Pointing dataset excerpts:
|---|

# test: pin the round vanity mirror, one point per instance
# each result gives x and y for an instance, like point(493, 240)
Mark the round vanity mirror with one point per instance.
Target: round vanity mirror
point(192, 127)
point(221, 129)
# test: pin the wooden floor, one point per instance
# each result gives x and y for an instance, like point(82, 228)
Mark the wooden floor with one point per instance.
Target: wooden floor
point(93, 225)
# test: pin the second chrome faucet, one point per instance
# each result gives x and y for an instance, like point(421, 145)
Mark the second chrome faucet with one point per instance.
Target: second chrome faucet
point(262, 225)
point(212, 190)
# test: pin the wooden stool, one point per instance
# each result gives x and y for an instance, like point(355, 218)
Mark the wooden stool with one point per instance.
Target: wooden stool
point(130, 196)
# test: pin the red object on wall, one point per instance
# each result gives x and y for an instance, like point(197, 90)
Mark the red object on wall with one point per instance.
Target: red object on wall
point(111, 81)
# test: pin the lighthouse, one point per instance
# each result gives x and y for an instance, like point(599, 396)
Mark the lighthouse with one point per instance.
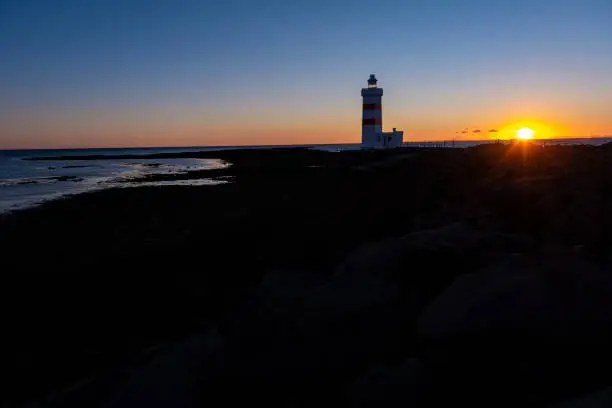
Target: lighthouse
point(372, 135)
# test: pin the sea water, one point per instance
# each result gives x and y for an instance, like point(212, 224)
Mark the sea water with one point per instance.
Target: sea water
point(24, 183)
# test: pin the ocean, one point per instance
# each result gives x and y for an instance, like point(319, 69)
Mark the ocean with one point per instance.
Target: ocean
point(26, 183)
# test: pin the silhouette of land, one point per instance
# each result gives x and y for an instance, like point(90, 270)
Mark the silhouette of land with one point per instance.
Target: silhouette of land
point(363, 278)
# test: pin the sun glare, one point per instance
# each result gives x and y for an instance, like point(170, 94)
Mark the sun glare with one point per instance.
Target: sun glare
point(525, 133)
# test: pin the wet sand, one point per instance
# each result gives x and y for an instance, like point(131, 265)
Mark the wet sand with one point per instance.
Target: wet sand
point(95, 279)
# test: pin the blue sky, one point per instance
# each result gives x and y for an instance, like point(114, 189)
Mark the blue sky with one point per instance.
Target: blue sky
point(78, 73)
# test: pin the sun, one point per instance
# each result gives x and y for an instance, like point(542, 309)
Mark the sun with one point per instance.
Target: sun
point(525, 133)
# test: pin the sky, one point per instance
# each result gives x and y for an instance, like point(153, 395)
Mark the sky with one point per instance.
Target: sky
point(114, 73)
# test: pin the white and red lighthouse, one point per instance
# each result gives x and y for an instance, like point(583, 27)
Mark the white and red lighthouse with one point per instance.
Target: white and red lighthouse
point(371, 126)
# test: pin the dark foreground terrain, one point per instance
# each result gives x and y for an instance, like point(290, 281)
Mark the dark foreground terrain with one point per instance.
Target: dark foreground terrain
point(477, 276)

|---|

INSTRUCTION:
Begin at the line that contains "# test: pin the sky, one point per instance" and stop after the line that contains "point(114, 73)". Write out every line of that data again, requests included, scaling the point coordinates in the answers by 1.1 and rounding them to whole numbers with halves rounded up, while the sample coordinates in the requests stay unchanged.

OUTPUT OF THE TASK:
# test: pin the sky, one point per instance
# each result gives x and y for an instance, like point(153, 395)
Mark the sky with one point per instance.
Target: sky
point(125, 80)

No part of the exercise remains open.